» What you should do:
Tally the lines in the entries where the string "awning" appears, and write only the total.

=== Task data ===

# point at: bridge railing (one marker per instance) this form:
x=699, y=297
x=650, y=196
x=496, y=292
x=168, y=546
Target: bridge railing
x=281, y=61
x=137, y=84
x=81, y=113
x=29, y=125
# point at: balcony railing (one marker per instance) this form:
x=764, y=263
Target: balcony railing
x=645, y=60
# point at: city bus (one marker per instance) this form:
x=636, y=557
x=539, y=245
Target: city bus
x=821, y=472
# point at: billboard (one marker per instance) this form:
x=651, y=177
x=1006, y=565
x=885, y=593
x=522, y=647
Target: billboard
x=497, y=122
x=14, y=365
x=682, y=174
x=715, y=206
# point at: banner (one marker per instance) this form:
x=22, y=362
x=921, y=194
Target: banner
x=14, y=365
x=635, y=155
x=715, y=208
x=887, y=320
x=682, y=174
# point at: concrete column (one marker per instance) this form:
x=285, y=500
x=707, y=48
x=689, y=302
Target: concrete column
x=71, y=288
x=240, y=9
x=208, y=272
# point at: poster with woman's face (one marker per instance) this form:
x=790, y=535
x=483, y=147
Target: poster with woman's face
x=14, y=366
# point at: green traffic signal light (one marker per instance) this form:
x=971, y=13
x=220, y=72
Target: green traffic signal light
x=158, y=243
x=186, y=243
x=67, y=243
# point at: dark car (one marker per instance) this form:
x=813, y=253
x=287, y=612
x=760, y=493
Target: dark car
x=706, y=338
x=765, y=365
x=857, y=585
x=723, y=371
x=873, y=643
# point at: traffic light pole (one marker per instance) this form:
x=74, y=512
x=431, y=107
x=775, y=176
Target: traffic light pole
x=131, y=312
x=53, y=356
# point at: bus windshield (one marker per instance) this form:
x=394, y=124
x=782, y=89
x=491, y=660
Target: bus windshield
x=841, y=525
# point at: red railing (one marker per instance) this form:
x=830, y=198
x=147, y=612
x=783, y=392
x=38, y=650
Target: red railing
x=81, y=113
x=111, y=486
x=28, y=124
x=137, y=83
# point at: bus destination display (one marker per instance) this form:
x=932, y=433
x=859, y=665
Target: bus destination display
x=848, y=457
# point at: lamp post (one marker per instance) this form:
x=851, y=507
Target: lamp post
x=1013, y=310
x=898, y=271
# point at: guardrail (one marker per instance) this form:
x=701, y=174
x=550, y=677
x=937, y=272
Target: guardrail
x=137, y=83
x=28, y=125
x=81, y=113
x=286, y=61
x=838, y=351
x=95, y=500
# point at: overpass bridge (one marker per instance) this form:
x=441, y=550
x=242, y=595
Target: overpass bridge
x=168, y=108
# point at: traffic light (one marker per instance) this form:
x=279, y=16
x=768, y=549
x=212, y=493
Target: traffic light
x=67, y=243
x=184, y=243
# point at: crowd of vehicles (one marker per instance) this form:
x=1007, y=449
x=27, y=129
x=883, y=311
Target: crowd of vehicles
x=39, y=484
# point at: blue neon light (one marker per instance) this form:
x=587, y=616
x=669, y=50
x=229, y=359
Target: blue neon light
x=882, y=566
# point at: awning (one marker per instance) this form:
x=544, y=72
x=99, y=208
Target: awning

===

» Result of this exercise:
2